→ **Your task**
Everything from the line containing "Species-survey task: indicate the brown" through the last line of the records below should be printed exactly, please, and nothing else.

→ **Dataset extract**
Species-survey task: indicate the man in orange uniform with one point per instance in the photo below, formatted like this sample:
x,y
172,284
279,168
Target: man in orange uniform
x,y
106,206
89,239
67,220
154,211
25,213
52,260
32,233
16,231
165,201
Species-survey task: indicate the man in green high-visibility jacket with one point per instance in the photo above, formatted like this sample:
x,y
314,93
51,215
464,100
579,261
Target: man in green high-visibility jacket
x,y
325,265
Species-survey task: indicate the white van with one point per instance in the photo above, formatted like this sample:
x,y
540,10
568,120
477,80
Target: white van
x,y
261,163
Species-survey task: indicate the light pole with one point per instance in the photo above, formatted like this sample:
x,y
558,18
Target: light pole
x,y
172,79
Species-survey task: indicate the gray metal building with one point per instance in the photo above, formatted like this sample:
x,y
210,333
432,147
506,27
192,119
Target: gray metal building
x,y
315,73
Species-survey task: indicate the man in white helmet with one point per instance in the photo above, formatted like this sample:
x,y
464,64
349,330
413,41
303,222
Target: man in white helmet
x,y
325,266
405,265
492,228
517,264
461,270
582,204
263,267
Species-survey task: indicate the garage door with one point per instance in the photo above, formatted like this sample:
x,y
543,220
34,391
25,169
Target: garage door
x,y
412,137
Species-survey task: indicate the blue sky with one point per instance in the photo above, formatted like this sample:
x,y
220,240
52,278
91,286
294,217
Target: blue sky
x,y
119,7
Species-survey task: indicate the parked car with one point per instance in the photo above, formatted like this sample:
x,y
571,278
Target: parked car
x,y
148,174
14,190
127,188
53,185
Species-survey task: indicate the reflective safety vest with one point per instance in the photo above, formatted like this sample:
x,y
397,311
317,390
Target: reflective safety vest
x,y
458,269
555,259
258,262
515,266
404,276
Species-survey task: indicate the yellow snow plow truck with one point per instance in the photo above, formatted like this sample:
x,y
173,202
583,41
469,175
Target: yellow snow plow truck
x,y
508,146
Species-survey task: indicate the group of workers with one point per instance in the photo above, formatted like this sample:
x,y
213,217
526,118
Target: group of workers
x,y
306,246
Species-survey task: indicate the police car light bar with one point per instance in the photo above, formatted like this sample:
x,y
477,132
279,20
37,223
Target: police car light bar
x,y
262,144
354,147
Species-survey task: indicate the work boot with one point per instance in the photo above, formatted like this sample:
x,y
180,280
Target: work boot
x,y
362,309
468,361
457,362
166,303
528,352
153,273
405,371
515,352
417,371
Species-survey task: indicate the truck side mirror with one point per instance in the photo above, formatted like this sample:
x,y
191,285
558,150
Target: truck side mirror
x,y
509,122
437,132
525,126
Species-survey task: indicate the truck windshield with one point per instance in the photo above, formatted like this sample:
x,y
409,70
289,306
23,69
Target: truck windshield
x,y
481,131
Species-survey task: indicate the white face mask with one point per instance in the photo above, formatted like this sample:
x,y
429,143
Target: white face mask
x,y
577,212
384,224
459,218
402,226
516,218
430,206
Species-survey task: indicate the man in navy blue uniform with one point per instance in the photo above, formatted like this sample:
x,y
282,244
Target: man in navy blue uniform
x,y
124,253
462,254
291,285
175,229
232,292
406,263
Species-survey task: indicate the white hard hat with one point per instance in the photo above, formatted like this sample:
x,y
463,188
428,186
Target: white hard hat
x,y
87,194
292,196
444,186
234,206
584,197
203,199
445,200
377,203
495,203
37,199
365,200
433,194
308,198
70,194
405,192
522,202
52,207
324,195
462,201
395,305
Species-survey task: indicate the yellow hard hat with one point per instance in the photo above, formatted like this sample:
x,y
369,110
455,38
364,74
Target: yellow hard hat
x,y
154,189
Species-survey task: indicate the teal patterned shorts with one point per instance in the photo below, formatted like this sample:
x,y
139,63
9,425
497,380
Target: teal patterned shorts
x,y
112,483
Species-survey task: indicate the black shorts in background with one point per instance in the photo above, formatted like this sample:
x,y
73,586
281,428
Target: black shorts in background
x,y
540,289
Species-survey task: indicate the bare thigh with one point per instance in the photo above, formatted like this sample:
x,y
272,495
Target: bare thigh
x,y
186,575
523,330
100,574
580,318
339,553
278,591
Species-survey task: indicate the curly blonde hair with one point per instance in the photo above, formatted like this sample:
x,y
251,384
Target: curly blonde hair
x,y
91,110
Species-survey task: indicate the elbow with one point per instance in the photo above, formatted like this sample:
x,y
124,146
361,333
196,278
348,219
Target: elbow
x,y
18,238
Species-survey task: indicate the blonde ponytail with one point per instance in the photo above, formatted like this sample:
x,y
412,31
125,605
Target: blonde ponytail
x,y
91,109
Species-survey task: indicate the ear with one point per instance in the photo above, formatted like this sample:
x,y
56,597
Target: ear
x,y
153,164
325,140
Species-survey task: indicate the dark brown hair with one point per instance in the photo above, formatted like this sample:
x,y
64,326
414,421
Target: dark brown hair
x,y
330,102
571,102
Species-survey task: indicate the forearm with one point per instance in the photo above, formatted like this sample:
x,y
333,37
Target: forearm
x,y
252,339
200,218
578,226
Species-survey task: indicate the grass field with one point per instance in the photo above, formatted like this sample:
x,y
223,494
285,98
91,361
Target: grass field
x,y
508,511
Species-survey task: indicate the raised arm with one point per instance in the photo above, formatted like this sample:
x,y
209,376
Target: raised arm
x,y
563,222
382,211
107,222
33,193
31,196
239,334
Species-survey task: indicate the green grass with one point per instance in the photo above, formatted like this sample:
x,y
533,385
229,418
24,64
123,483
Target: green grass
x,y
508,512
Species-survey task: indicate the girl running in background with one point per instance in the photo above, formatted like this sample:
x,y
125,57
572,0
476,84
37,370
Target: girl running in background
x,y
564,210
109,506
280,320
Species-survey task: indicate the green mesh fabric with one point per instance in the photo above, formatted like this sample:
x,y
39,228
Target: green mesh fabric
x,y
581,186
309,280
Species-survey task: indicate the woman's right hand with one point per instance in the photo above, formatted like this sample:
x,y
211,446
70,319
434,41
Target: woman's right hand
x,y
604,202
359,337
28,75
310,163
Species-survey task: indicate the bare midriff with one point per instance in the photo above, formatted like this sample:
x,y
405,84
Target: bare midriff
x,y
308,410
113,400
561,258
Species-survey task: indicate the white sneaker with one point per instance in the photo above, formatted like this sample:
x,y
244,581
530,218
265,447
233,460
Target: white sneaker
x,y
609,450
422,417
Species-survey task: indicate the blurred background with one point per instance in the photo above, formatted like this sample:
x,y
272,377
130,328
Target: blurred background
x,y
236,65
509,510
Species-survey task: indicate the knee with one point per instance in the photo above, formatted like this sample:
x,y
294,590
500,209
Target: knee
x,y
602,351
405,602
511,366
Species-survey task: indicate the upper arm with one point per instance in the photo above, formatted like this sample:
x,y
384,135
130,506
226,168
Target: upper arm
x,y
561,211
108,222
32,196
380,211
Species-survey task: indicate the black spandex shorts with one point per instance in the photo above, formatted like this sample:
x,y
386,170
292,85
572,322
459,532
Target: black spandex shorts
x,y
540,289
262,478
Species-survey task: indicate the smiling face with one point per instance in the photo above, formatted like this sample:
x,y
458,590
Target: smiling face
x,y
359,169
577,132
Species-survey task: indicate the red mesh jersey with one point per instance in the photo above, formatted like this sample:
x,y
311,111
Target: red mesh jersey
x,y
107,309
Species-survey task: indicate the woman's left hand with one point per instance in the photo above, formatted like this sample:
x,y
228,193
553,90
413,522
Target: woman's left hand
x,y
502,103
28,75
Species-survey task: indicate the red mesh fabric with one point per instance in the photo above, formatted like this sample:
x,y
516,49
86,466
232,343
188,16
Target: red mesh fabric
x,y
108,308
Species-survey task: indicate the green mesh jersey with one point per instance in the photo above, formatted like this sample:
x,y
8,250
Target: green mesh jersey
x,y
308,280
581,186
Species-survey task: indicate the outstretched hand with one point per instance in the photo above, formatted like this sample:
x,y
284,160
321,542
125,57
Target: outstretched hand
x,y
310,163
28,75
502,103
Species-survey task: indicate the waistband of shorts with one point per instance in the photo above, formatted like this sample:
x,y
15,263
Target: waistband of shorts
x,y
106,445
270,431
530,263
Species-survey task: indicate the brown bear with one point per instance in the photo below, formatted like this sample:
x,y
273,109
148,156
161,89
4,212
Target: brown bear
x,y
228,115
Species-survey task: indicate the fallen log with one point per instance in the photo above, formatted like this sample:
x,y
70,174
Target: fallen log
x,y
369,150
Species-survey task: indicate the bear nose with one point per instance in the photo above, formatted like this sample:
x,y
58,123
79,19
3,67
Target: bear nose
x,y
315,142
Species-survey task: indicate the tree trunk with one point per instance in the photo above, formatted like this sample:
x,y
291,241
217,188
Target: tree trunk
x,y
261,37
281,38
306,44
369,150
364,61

→ **Final result**
Species-survey task: indicate the brown bear with one point per instance in the photo below, formatted like this sample:
x,y
273,109
148,156
161,89
4,212
Target: brown bear
x,y
228,115
Species-survey task: indicate the fallen log with one point per instance in the photo above, formatted like this sample:
x,y
70,174
Target: fallen log
x,y
369,150
Species-survey task: indicate the bear nose with one point per instance in the photo above, formatted like this sample:
x,y
58,123
79,19
3,67
Target: bear nose
x,y
315,142
Species-survey task: indicate the tree trunk with one point per instance in the photo above, formatted like this sample:
x,y
291,241
217,188
Target: tree trunk
x,y
261,37
281,38
306,44
369,150
364,61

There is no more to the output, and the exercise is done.